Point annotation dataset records
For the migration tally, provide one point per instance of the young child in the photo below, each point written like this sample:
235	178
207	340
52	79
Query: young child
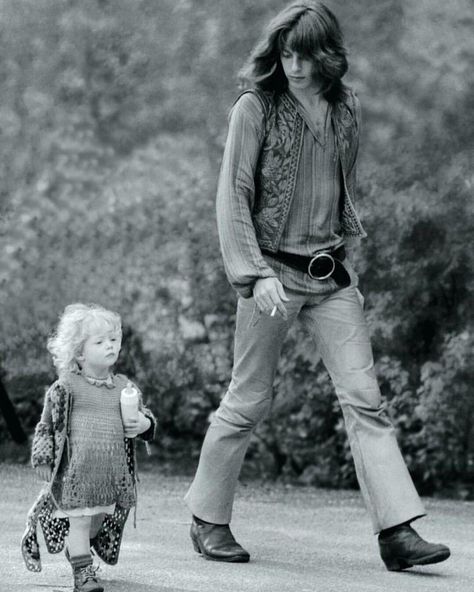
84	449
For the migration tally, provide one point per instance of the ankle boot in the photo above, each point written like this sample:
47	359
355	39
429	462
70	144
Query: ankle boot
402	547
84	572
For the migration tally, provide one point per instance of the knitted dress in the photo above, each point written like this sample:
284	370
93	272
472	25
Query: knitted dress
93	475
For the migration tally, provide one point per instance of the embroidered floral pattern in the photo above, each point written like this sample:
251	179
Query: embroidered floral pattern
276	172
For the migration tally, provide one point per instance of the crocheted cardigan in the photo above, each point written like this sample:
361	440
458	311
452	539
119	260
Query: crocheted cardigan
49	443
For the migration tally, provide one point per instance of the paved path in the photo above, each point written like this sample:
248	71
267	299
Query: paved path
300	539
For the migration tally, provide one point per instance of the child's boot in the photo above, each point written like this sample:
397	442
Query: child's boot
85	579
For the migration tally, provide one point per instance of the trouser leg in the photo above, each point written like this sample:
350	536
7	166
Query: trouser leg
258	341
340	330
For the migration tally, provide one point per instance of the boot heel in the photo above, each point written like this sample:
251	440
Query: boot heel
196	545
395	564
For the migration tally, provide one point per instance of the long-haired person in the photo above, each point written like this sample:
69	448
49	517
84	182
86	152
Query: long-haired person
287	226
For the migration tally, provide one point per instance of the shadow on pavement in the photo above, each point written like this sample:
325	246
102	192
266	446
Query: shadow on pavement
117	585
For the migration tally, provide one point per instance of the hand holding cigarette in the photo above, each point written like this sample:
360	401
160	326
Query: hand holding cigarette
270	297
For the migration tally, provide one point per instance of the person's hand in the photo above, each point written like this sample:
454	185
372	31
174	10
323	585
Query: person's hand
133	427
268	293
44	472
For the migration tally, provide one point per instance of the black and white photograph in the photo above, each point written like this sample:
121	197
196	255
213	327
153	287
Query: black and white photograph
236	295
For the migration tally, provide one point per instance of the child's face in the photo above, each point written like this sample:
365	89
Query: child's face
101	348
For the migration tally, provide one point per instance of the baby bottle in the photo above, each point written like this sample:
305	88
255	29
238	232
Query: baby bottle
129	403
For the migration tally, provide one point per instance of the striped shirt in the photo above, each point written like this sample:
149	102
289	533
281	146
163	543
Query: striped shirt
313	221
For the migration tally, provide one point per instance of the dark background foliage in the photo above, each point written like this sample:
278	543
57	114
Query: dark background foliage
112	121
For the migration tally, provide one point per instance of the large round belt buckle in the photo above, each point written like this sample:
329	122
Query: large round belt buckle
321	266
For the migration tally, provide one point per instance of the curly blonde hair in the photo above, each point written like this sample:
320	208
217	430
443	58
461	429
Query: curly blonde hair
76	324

## What the task requires
Only the lines from the one that contains "of the baby" through the last line should be repeated, each exactly as it stands, with both ends included.

## Result of the task
For the migration tally, provide one point per instance of the baby bottle in the photo above, each point written like this sample:
305	88
255	29
238	232
Query: baby bottle
129	403
For the migration tally, provide one point per instance of the striped shirt in the photo above, each point written like this sample:
149	102
289	533
281	146
163	543
Query: striped shirt
313	221
For the migration tally, provide one point per instance of the dark background foliage in the photo above, each point written like this sample:
278	543
57	114
Query: dark background foliage
112	121
For the migration tally, provide one point per instance of the large round belt buckle in the photo above, each point written like this sample:
329	122
Query: large round belt buckle
321	266
For the migration tally, provide one point per instance of the curly blonde hair in the photo above, each point written like this sample:
320	208
217	430
443	58
461	429
Query: curly blonde hair
76	324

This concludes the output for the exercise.